- **DIRECTIONS**
Write out every line below word for word, keeping each one as it stands.
####
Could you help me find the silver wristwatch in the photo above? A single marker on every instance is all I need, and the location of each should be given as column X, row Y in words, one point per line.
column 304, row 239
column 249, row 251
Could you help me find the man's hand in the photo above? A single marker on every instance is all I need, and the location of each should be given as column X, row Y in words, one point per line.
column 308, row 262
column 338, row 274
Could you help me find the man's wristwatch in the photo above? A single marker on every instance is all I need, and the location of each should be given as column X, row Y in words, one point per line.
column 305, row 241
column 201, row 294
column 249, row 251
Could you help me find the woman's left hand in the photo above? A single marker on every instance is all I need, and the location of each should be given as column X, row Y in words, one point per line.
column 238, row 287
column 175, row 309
####
- **RESPONSE BELOW**
Could you help me find the silver wristwatch in the photo above? A single marker on every instance is all I need, and the location of each should be given as column X, row Y in words, one point per line.
column 304, row 239
column 249, row 251
Could you help me find the man's hand in the photo above? A single marker on every instance is all I need, and the location of each should be given as column X, row Y in words, one point per line.
column 308, row 262
column 338, row 274
Could you help me find the man's wristwatch in the photo above? A single marker on every instance is all I need, and the location of each should be given as column X, row Y in words, one point per line.
column 305, row 241
column 201, row 294
column 249, row 251
Could you help me find the woman's left hand in the photo above? A single marker on every instance is all I need, and the location of each should be given as column X, row Y in words, one point per line.
column 238, row 287
column 175, row 309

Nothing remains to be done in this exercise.